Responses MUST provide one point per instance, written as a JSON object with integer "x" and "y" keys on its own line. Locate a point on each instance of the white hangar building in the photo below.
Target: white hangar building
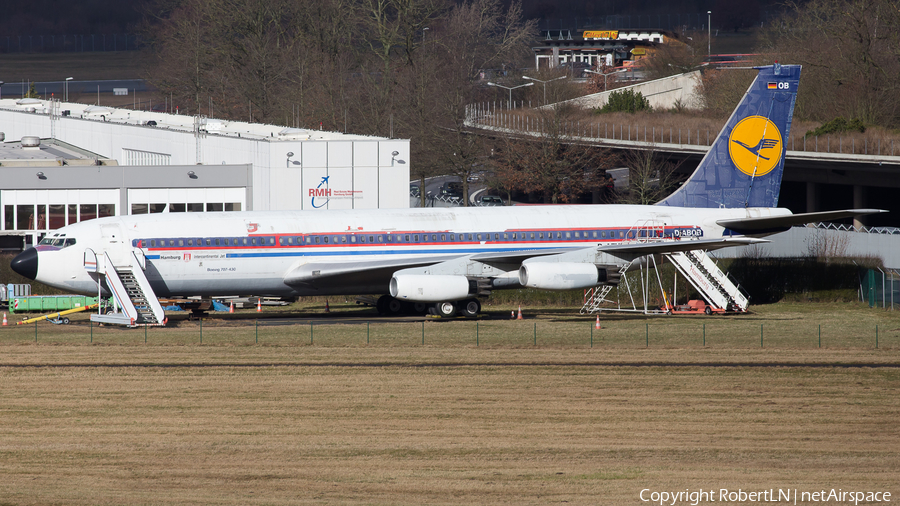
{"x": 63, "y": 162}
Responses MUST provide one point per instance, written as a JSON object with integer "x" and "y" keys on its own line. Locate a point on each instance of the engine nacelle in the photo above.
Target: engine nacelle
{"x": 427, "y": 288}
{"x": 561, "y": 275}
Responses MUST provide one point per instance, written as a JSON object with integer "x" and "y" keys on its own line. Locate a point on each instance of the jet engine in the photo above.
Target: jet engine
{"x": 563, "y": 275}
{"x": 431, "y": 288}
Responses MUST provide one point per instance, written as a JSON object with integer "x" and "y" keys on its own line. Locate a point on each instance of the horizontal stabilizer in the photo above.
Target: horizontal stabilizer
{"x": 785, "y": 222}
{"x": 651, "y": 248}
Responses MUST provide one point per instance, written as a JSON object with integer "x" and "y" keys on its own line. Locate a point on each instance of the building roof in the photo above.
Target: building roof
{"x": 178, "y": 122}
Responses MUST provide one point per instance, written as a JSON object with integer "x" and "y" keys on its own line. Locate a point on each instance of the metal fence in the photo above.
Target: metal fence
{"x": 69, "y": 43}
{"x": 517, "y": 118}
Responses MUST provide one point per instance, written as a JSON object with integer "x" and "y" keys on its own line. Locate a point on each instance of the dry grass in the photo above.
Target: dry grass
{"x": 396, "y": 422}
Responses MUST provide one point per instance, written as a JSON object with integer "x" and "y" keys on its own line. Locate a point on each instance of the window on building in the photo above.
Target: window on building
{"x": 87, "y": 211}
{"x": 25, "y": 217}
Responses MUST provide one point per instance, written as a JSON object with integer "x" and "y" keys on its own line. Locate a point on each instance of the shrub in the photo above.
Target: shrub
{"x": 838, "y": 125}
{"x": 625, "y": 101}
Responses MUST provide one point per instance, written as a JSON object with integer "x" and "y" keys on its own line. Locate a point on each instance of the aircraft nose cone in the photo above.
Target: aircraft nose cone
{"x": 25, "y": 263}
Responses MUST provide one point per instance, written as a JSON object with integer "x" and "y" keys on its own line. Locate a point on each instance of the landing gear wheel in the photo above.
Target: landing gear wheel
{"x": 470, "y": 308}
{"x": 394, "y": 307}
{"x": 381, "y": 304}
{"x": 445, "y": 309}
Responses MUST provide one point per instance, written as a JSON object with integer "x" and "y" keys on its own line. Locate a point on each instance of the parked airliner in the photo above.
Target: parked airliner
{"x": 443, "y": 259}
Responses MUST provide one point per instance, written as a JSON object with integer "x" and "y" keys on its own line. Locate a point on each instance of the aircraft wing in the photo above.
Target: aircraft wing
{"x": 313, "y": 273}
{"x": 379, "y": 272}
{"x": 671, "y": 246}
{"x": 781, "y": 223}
==================================================
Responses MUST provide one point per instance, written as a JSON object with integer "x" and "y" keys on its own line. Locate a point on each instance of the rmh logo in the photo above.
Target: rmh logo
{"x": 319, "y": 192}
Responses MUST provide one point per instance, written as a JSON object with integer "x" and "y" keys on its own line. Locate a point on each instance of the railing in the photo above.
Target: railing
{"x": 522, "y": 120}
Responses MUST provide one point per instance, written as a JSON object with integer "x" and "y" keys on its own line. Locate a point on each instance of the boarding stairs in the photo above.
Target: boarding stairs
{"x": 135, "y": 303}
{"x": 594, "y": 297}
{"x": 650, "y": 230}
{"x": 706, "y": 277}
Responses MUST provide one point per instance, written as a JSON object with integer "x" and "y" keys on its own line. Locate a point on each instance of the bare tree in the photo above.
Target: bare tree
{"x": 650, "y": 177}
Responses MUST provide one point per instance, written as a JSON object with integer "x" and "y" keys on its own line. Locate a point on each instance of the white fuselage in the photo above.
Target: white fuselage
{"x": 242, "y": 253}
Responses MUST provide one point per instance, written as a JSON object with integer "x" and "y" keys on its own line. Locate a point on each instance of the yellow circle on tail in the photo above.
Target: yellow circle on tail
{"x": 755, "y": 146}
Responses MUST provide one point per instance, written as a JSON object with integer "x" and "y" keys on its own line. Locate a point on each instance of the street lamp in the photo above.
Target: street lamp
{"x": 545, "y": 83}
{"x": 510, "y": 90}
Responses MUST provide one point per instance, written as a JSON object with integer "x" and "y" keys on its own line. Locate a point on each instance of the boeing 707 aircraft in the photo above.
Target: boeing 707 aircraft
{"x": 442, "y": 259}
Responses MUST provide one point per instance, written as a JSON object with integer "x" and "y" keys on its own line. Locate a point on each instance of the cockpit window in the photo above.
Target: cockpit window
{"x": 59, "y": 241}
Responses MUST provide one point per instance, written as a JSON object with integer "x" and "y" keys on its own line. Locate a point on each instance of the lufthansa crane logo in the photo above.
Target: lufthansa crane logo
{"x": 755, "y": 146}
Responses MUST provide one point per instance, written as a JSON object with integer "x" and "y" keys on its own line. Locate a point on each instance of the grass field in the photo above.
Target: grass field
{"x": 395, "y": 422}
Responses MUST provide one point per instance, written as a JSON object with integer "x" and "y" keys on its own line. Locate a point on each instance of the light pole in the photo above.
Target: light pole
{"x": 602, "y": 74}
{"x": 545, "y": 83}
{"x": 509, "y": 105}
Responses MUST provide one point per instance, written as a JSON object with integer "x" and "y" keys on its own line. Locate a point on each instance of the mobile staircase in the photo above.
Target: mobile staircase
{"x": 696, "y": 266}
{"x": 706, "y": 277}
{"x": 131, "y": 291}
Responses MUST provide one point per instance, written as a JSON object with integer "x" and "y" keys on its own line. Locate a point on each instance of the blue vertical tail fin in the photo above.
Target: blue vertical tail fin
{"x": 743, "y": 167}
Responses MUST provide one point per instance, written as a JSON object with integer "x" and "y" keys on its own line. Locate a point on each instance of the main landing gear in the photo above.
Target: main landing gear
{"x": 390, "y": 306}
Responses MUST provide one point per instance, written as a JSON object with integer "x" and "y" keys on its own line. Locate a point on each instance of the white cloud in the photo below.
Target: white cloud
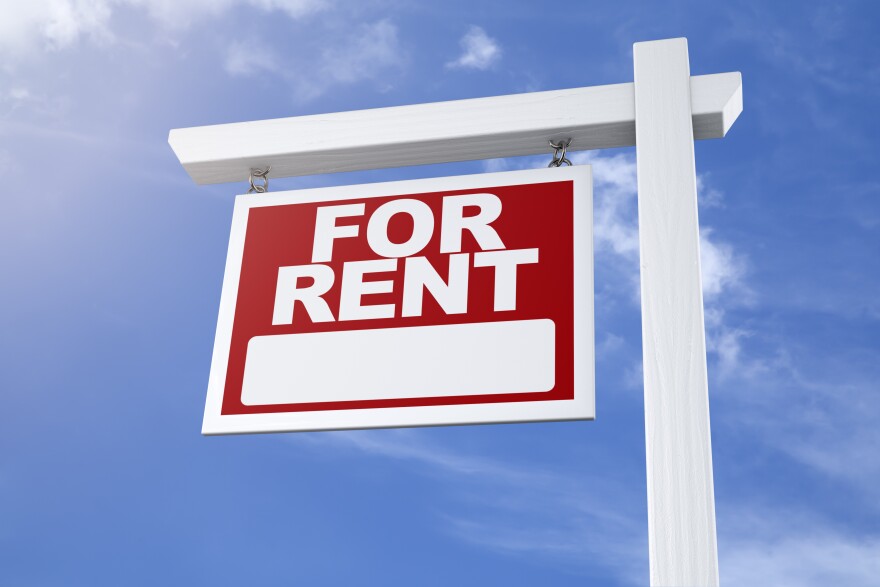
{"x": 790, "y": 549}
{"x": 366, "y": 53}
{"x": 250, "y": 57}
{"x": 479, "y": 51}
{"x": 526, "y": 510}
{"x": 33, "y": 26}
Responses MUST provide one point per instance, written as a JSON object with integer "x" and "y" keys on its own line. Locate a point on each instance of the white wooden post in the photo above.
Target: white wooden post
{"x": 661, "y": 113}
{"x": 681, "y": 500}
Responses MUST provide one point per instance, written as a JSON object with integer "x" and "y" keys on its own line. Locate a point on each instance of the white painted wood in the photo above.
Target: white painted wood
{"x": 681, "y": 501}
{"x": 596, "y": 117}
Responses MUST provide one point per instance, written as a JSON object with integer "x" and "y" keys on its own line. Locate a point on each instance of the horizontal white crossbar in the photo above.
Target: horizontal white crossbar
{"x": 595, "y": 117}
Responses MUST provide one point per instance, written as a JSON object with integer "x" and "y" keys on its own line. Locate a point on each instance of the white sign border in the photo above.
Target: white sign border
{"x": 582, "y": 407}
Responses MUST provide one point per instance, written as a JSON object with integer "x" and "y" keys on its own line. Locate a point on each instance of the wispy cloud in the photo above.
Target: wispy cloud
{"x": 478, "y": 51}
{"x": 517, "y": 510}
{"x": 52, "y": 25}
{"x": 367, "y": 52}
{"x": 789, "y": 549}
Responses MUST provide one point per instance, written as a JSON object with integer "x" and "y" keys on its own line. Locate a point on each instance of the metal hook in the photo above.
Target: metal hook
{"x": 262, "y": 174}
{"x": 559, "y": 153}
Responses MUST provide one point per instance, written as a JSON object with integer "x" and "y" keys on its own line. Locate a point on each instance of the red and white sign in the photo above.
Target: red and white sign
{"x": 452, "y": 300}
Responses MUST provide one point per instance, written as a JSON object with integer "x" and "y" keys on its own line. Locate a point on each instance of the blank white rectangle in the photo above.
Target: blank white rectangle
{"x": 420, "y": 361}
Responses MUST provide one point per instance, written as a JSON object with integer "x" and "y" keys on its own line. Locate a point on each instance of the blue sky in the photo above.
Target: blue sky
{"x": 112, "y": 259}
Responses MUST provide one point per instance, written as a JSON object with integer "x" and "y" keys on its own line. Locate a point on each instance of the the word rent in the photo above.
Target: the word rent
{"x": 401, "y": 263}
==================================================
§ Given exercise: Tally how many lines in the entries above contain the string "below", matching case exactly. Reply with the number alone.

§ Problem solution: 2